- Excerpt -
☆ ☆ ☆ ☆ ☆
The Ronald H. Coase Dissertation Award
The Ronald H. Coase Best Dissertation Award is handed out annualy for the best doctoral dissertation in institutional and organizational economics. During SIOE's recent conference in Stockholm (June 27-29), Sara Lowes (UC San Diego) received this year's award for her dissertation (from Harvard, Economics).
The committee wrote: she “is incredibly creative both in finding sources of exogenous institutional variations and important outcomes. The paper about concessions is particularly deep: it shows that being exposed extractive colonial institutions has long-lasting effects on violence and the cooptation of local leaders.” That paper is R&R at QJE. Another paper in her thesis studies the relationship between matrilineal kinship and household bargaining. She uses variation between matrilineal and patrilineal families in Kananga (Democratic Republic of the Congo. In a patrilineal family, the wife joins the husband’s lineage and the children belongs to the husband’s lineage. By contrast, in matrilineal families such as the one Sara studies in the DRC, the husband does not belong to same linage as his children but to the one of his sister’s children. Sara finds that such matrilineal couples are less cooperative with each other. In the last chapter of her dissertation (which – would you believe it?- does not even include her Econometrica paper with Nathan Nunn and James Robinson!), she shows that the coercive methods by the colonial authorities to eradicate sleeping sickness with a drug called atoxyl with the negative side effects of affecting vision in 20% of patients, led to long-term mistrust in Western medicine all over former French Africa. This paper, R&R at the AER, delivers a particularly important finding that sheds light on why foreign health interventions are often ineffective and even raise suspicion.
A more comprehensive description of the work of all finalists---very recommendable reading--- is here.
The Elinor Ostrom Lifetime Achievement Award
The Elinor Ostrom Lifetime Achievement Award is handed out biannually for sustained significant academic contributions to institutional and organizational economics. It is open to anyone.
☆ ☆ ☆ ☆ ☆
- Input data -

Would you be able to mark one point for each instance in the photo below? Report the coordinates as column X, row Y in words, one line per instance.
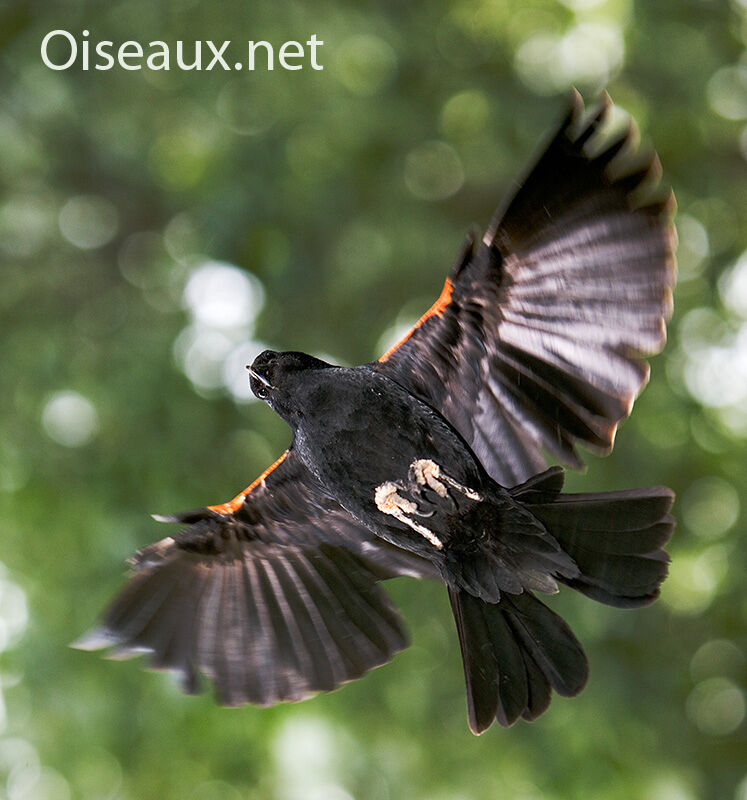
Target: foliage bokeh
column 130, row 200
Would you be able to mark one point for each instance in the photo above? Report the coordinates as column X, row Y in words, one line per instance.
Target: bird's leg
column 427, row 473
column 390, row 501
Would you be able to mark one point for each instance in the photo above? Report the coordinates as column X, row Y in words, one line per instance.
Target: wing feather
column 273, row 596
column 538, row 341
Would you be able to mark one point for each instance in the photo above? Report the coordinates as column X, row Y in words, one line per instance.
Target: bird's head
column 277, row 378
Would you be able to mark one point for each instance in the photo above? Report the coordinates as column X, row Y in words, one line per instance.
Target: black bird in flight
column 430, row 462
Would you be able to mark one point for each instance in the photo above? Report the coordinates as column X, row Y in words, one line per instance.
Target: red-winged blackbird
column 402, row 466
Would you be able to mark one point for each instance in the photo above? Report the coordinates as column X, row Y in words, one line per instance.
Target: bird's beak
column 258, row 377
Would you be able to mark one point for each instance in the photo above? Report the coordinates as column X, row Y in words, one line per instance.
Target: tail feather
☆ ☆ ☆ ☆ ☆
- Questions on the material -
1 – Answer these questions about the SIOE awards text, one line each:
(a) Where was SIOE's recent conference held, and on what dates?
(b) In which city does Sara Lowes study matrilineal and patrilineal families?
(c) How often is the Elinor Ostrom Lifetime Achievement Award handed out?
2 – Extend the SIOE awards text with a few sentences that pick up after its final line.

- Responses to the exercise -
1 –
(a) Stockholm, June 27-29.
(b) Kananga, in the Democratic Republic of the Congo.
(c) Biannually.

2 –
The winner of the 2019 Ostrom Award is Barry R. Weingast, the Ward C. Krebs Family Professor at Stanford University’s Department of Political Science and a Senior Fellow at the Hoover Institution.
Professor Weingast’s research focuses on the political foundation of markets, economic reform, and regulation. He has written extensively on problems of political economy of development, federalism and decentralization, legal institutions and the rule of law, and democracy. He is co-author of Violence and Social Orders: A Conceptual Framework for Interpreting Recorded Human History (with Douglass C. North and John Joseph Wallis, 2009, Cambridge: Cambridge University Press) and Analytic Narratives (1998, Princeton). He edited (with Donald Wittman) The Oxford Handbook of Political Economy (Oxford University Press, 2006).
Barry Weingast has won numerous awards, including the William H. Riker Prize, the Heinz Eulau Prize (with Ken Shepsle), the Franklin L. Burdette Pi Sigma Alpha Award (with Kenneth Schultz), and the James L. Barr Memorial Prize in Public Economics. He served as President of ISNIE (now SIOE) in 2011-12. We are indebted to his long-term academic leadership and outstanding productivity, combining political science, history, economics, and law.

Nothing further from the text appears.